» **Consigne**: D'après le texte fourni ci-dessous, où la statue d'Anjela Duval sera-t-elle inaugurée ?

» **Texte fourni**:
--------------------------------------------------

Chronique. Suite du journal de campagne de Jean-Charles Perazzi
Dans deux précédentes chroniques je proposais l'édification de deux statues à deux grands serviteurs de la Bretagne : Jean-Marie Kerloc'h, maire de Plogoff au moment des événements que l'on sait et René Vautier, le cinéaste. Pour notre grande poétesse Anjela Duval, je n'y suis pour rien. Mais elle aura bien sa statue, elle, inaugurée dimanche prochain au Vieux-Marché. Alleluia !
J'ai perdu le jour de notre rencontre dans sa demeure de Traoñ an Dour. Et pourtant elle a fait date dans ma carrière. Elle m'a marqué un peu comme elle a marqué le rugbyman Frédéric Michalak rencontrant les Lolos noirs de Cao Bang, au Viet-Nam.

--------------------------------------------------

» **Liste des enregistrements**:
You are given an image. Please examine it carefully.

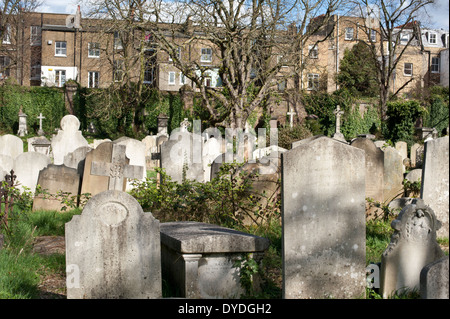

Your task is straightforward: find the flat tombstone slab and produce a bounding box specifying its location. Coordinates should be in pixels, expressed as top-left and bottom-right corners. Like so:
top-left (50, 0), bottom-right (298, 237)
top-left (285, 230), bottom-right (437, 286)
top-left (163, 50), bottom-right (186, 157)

top-left (281, 136), bottom-right (366, 299)
top-left (380, 199), bottom-right (444, 298)
top-left (13, 152), bottom-right (51, 192)
top-left (66, 191), bottom-right (162, 299)
top-left (420, 256), bottom-right (449, 299)
top-left (0, 134), bottom-right (23, 159)
top-left (33, 164), bottom-right (80, 211)
top-left (161, 222), bottom-right (269, 298)
top-left (420, 136), bottom-right (449, 238)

--------------------------------------------------

» **Réponse**: Au Vieux-Marché, le dimanche suivant la parution de la chronique.